# Materials provided:
────

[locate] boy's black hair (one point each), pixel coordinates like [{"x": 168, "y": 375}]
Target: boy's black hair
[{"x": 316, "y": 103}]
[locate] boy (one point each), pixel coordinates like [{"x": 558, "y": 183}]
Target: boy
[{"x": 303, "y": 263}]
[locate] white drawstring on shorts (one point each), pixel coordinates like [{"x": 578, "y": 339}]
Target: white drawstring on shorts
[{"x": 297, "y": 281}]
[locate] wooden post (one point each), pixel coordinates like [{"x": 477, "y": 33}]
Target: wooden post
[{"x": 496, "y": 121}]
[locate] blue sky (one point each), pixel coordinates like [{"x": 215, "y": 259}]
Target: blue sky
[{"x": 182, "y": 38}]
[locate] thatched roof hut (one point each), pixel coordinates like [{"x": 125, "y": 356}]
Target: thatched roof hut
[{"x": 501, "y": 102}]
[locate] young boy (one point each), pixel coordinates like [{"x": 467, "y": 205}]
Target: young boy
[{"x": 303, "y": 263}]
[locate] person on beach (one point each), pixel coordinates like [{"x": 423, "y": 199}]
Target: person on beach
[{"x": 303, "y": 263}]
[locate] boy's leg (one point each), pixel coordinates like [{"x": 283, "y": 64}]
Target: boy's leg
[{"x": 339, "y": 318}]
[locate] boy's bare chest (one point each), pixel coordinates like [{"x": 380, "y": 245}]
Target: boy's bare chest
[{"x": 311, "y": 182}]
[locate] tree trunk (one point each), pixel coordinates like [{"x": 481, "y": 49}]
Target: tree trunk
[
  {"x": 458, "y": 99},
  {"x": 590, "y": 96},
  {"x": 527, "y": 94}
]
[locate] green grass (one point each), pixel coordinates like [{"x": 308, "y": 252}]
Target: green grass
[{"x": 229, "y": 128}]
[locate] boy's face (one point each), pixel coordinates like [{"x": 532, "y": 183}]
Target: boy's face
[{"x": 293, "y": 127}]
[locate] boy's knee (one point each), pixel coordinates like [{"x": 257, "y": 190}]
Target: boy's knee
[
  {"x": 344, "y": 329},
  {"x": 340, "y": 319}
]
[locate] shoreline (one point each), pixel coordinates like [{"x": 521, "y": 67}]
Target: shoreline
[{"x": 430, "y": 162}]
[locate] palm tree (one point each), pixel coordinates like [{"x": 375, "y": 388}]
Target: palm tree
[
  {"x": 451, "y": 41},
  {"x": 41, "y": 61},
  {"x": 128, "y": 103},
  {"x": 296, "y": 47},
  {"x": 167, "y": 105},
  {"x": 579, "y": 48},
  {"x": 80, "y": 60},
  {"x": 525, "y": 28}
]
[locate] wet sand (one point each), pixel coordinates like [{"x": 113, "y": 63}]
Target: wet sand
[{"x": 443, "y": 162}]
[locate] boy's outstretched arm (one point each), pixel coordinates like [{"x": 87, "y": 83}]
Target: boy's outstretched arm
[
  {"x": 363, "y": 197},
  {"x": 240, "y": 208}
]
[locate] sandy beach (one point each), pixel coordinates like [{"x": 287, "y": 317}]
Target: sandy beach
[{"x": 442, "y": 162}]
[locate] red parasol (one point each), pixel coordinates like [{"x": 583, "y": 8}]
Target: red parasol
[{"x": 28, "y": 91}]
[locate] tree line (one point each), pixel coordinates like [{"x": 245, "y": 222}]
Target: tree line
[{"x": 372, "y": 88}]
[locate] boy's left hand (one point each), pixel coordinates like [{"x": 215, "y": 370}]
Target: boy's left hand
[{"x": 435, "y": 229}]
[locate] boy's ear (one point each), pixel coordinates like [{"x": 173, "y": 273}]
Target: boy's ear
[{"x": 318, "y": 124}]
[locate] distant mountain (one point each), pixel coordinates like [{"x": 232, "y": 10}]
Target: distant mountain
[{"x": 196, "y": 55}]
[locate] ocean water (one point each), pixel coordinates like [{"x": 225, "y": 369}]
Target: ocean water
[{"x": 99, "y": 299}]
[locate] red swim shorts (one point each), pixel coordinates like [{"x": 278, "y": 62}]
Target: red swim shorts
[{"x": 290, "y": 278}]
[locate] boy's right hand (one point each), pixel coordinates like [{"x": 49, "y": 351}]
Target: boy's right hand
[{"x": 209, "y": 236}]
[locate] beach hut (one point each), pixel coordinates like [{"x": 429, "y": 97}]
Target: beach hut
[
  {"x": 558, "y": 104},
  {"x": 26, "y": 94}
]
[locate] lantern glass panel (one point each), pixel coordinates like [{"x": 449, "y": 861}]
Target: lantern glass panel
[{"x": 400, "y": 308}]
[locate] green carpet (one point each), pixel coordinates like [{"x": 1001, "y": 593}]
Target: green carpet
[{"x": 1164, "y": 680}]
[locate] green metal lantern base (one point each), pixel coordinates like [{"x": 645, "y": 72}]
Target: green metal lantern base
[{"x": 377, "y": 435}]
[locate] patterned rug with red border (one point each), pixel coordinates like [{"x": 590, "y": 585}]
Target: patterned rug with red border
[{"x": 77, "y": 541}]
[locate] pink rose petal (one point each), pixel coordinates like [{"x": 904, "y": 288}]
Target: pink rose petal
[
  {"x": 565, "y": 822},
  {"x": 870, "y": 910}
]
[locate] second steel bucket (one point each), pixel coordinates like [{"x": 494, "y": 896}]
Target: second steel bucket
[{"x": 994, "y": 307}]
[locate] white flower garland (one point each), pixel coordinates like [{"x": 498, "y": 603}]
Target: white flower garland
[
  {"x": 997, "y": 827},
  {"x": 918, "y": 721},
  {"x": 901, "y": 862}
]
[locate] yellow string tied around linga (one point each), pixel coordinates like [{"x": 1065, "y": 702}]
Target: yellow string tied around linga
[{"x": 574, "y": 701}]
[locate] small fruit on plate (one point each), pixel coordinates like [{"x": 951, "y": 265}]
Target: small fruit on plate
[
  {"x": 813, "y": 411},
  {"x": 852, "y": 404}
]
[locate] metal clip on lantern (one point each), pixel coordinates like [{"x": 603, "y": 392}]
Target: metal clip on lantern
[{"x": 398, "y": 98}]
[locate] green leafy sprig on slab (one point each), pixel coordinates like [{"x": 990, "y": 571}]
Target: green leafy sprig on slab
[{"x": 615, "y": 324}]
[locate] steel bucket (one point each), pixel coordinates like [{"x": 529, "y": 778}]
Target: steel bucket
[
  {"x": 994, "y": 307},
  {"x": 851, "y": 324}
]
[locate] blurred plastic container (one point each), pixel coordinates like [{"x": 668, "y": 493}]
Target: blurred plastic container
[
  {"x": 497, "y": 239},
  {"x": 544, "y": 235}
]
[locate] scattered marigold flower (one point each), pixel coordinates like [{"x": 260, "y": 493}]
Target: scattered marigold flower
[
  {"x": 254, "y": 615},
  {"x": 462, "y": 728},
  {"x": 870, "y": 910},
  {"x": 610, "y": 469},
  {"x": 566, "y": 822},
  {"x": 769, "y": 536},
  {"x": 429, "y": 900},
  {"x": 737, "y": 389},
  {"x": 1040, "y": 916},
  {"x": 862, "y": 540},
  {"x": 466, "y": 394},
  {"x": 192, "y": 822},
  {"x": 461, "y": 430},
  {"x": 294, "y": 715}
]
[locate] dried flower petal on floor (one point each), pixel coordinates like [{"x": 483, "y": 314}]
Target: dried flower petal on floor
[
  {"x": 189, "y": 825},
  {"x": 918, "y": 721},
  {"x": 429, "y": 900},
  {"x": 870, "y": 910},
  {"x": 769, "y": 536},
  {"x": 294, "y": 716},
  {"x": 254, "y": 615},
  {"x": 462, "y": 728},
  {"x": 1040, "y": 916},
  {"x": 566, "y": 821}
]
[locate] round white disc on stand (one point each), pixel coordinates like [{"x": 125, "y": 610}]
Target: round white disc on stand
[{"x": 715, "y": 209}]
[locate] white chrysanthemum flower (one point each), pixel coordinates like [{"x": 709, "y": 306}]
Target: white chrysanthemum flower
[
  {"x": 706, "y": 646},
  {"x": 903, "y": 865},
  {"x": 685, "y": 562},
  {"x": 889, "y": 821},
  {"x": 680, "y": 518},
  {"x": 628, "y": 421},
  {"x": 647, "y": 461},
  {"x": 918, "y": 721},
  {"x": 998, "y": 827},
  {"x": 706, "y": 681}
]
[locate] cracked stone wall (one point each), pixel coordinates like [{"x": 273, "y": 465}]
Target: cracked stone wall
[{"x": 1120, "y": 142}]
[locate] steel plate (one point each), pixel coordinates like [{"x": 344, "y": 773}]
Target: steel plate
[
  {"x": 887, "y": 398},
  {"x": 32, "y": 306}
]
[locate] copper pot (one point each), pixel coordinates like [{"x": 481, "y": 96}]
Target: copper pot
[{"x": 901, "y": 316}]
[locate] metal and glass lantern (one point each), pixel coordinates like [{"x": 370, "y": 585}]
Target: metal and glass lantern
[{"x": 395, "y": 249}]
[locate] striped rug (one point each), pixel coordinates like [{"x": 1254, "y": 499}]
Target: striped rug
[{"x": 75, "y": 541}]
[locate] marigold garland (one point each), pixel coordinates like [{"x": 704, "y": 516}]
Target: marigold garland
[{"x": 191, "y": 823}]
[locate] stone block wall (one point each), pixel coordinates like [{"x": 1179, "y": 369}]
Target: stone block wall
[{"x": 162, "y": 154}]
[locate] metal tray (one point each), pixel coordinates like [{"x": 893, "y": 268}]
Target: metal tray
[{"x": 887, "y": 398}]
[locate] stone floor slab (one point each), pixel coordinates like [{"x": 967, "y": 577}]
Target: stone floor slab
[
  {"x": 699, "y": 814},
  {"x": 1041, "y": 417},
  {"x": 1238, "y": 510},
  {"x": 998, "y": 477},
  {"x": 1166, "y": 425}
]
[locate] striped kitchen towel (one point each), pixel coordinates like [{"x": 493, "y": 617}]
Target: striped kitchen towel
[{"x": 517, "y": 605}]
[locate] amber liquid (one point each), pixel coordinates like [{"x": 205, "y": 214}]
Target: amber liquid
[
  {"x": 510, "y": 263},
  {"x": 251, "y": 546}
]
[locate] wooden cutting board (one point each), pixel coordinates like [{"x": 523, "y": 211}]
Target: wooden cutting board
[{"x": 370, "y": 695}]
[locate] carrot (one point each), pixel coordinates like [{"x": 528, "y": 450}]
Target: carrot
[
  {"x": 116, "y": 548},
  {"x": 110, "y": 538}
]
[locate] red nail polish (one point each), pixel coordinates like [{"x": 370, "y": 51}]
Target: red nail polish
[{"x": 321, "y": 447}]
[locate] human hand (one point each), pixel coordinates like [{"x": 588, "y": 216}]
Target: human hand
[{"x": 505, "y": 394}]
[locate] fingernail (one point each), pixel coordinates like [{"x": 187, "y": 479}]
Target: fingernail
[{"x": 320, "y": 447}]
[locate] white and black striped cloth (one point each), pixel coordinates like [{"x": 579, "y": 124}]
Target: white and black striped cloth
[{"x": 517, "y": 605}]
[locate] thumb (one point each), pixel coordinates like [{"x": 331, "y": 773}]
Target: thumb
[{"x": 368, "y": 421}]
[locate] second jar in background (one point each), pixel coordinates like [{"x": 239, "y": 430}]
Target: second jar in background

────

# Task brief:
Beginning at the line that holds "[locate] metal and", write out word for word each line through the end of the records.

# Solution:
[locate] metal and glass lantern (one point each), pixel coordinates like [{"x": 370, "y": 585}]
Target: metal and glass lantern
[{"x": 395, "y": 249}]
[locate] striped rug (one point each), pixel coordinates like [{"x": 1254, "y": 499}]
Target: striped rug
[{"x": 75, "y": 541}]
[locate] marigold garland (one point each), pixel coordinates like [{"x": 704, "y": 516}]
Target: marigold garland
[{"x": 191, "y": 823}]
[locate] stone block wall (one point each), pixel coordinates like [{"x": 1179, "y": 369}]
Target: stone block wall
[{"x": 162, "y": 154}]
[locate] metal tray (one point each), pixel coordinates like [{"x": 893, "y": 268}]
Target: metal tray
[{"x": 887, "y": 398}]
[locate] stone floor slab (one point each), pixel coordinates like [{"x": 967, "y": 577}]
Target: stone floor slab
[
  {"x": 699, "y": 814},
  {"x": 1041, "y": 417},
  {"x": 1238, "y": 510},
  {"x": 998, "y": 477},
  {"x": 1166, "y": 425}
]
[locate] striped kitchen towel (one point each), pixel coordinates like [{"x": 493, "y": 617}]
Target: striped kitchen towel
[{"x": 517, "y": 605}]
[locate] amber liquid (one point each), pixel coordinates like [{"x": 205, "y": 214}]
Target: amber liquid
[
  {"x": 510, "y": 263},
  {"x": 251, "y": 546}
]
[locate] wooden cutting board (one point each), pixel coordinates like [{"x": 523, "y": 211}]
Target: wooden cutting board
[{"x": 370, "y": 695}]
[locate] carrot (one point each), pixel coordinates like [{"x": 528, "y": 450}]
Target: carrot
[
  {"x": 116, "y": 548},
  {"x": 110, "y": 538}
]
[locate] red nail polish (one point each), pixel coordinates like [{"x": 370, "y": 51}]
Target: red nail polish
[{"x": 321, "y": 447}]
[locate] human hand (one point each), pixel coordinates like [{"x": 588, "y": 216}]
Target: human hand
[{"x": 505, "y": 394}]
[locate] fingernail (one point each), pixel coordinates like [{"x": 187, "y": 479}]
Target: fingernail
[{"x": 320, "y": 447}]
[locate] white and black striped cloth (one point each), pixel coordinates like [{"x": 579, "y": 124}]
Target: white and black striped cloth
[{"x": 517, "y": 605}]
[locate] thumb (one point each), pixel coordinates like [{"x": 331, "y": 773}]
Target: thumb
[{"x": 368, "y": 421}]
[locate] second jar in background (one point each), pixel coordinates like [{"x": 239, "y": 430}]
Target: second jar in background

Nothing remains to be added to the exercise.